*** Opening of Text for analysis ***

1.31.2011

Haunted Legends


I'm a huge fan of oral folklore and urban legends. I teach a short section on Florida's Cracker culture and some of the local oral folklore a couple of times every year here at FSCJ, and my students really seem to enjoy investigating the local legends. I've taken student groups to St. Augustine and Fernandina Beach for guided ghost tours. Northeast Florida is rich with haunted history, and it's been a neat learning experience to watch them unravelling some of that stuff through research and composition.
So it was with great anticipation that I got my copy of Haunted Legends, an anthology edited by Nick Mamatas and Ellen Datlow. The goal here was pretty simple: enlist some of the finest speculative authors in the field to interpret a "true" urban legend. It's this nebulous kernel of belief--that quasi-historical notion that fuels urban legends--that gives so many of these stories their charm. I found the afterwords, attached directly to the tales themselves, very illuminating and a nice touch in explication.
I read every story in the anthology and found them all enjoyable, though a few really did stand out as excellent. In no particular order, here were my favorites:
  • "The Folding Man" ~ Joe Lansdale. Pure horror fiction here. Lansdale plunges us ass-deep (there's a catalytic mooning in the first paragraphs that gets things going) into a tale of murderous "nuns" and their eponymous folding charge. A gory, chilling pulse pounder, this could only come from the imagination of Joe Lansdale.
  • "Down Atsion Road" ~ Jeff Ford's story is one of the best at really capturing the narrative aesthetic of an effective urban legend. Told in the first person, this story focuses on a community's visible eccentric--a local artist called Crackpop by the kids. Crackpop lives deep in the Pine Barrens, protected from New Jersey demons by a shallow moat and a well-kept secret. It's a legend within a legend, and the partially revealed story of Ginny Sanger provides the chills in the story's third act. I scoured the phone book, paid for an Internet trace, stopped and talked to old people when I'd see them out in their yards along Atsion Road. Nobody had ever heard of Ginny Sanger...Really interesting story.
  • "Oaks Park" ~ M.K. Hobson's story is one of the most emotionally riveting tales I've read in some time. This story is about personal grief and the dissolution of family. It's about renewal and cyclical sorrow. There is a watershed moment late in this story--a narrative set in Oaks Park, where I once attended a company picnic--that is really well written and very cathartic for the reader. Highly recommended.
  • "The Redfield Girls" ~ Laird Barron's take on The Lady of the Lake is keen. Like much of his fiction, there is a kinetic tension that just builds toward payoff. His fiction has a serious hum to it, and this one, a very sad piece, is entirely satisfying. The writing gets under the skin: The storm shook the house and lightning sizzled, lighting the bay windows so fiercely she shielded her eyes. Sleep was impossible and she remained curled in her chair, waiting for dawn. Around two o'clock in the morning, someone knocked on the door. Three loud raps. She almost had a heart attack from the spike of fear that shot through her heart.

*** Close of Text for analysis ***
*** Opening of Data section ***

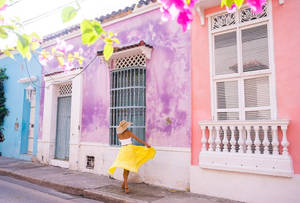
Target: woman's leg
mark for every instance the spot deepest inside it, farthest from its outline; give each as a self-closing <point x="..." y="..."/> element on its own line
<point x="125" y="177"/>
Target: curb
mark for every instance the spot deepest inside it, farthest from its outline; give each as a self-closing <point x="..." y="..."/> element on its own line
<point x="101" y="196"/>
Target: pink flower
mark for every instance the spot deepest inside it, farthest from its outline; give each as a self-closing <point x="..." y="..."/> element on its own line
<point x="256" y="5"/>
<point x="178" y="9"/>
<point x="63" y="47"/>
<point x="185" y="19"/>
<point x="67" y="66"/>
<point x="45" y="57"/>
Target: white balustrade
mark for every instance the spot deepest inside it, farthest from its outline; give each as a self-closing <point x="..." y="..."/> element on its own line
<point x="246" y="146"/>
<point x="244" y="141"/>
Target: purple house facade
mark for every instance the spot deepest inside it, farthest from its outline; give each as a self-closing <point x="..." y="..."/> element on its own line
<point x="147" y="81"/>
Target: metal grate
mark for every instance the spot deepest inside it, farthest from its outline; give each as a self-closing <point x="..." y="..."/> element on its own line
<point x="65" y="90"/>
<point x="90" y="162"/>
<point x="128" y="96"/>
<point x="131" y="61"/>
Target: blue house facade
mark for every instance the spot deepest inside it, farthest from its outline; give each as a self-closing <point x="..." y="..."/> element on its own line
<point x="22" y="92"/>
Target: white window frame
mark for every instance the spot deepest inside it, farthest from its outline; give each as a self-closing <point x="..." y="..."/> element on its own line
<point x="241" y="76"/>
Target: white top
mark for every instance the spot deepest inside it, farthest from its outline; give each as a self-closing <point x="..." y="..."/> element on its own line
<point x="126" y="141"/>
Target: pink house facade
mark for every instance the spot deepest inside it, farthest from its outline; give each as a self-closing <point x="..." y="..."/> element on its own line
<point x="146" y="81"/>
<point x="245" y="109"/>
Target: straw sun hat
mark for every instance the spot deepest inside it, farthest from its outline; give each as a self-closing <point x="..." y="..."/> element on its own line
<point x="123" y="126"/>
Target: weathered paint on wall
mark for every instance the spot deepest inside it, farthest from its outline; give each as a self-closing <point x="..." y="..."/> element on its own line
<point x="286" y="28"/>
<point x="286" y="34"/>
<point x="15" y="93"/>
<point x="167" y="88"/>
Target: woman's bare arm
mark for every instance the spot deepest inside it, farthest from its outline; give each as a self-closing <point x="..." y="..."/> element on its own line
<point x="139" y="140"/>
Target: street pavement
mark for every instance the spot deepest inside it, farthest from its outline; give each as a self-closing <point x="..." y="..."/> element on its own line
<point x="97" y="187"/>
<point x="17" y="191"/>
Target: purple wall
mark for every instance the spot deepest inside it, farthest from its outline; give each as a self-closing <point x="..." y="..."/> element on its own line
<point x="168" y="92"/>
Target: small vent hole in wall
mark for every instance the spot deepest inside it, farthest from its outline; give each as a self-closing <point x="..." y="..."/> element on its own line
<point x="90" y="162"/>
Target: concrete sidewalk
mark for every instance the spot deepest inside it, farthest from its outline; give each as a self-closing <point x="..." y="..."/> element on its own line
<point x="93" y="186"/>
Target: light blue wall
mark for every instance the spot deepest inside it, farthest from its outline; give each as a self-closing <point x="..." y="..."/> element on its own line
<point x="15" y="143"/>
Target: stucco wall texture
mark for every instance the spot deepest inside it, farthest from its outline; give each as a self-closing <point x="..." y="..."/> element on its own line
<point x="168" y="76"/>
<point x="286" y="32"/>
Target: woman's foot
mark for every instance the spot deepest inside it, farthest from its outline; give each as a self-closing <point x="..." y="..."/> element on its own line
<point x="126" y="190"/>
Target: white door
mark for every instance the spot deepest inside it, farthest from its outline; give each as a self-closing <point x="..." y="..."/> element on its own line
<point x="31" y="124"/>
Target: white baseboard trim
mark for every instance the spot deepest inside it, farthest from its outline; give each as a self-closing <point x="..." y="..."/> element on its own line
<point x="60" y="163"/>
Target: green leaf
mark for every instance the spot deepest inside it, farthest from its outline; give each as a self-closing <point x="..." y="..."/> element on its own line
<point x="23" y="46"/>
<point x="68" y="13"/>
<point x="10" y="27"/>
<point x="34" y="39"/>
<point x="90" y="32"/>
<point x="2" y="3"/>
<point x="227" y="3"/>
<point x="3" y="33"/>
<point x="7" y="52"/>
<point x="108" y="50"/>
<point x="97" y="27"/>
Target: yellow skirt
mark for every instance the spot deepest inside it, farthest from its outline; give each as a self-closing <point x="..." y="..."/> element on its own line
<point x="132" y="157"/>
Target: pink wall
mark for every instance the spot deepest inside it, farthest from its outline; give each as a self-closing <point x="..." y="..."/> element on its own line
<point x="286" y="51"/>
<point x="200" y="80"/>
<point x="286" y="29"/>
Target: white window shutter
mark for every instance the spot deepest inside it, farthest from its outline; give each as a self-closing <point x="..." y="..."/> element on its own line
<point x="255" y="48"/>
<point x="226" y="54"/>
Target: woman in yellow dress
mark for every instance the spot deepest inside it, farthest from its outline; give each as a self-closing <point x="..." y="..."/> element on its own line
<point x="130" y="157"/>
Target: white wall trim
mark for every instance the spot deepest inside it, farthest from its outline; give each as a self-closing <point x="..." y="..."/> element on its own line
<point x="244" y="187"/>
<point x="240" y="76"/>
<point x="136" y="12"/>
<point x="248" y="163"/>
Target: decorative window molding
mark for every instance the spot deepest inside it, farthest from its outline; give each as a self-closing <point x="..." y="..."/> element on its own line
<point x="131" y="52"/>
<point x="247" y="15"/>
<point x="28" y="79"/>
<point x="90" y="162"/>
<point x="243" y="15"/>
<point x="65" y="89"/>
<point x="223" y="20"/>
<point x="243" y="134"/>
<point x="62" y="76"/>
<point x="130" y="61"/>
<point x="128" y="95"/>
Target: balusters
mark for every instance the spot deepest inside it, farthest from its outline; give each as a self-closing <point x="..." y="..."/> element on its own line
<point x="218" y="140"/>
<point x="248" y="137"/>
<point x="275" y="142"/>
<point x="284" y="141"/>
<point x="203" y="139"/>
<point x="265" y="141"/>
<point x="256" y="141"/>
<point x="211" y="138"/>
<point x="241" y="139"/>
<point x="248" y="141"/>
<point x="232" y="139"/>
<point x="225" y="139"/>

*** Close of Data section ***

> Work order 1
In the Haunted Legends review, rewrite the stretch from "I read every" through "of Joe Lansdale.", putting "page turner" in place of "pulse pounder".
> Work order 2
Answer these questions from the Haunted Legends review:
(a) To which two places has the writer taken student groups for guided ghost tours?
(b) Who edited Haunted Legends?
(c) What do the kids call the local artist in "Down Atsion Road"?

> Solution 1
I read every story in the anthology and found them all enjoyable, though a few really did stand out as excellent. In no particular order, here were my favorites:
  • "The Folding Man" ~ Joe Lansdale. Pure horror fiction here. Lansdale plunges us ass-deep (there's a catalytic mooning in the first paragraphs that gets things going) into a tale of murderous "nuns" and their eponymous folding charge. A gory, chilling page turner, this could only come from the imagination of Joe Lansdale.

> Solution 2
(a) St. Augustine and Fernandina Beach.
(b) Nick Mamatas and Ellen Datlow.
(c) Crackpop.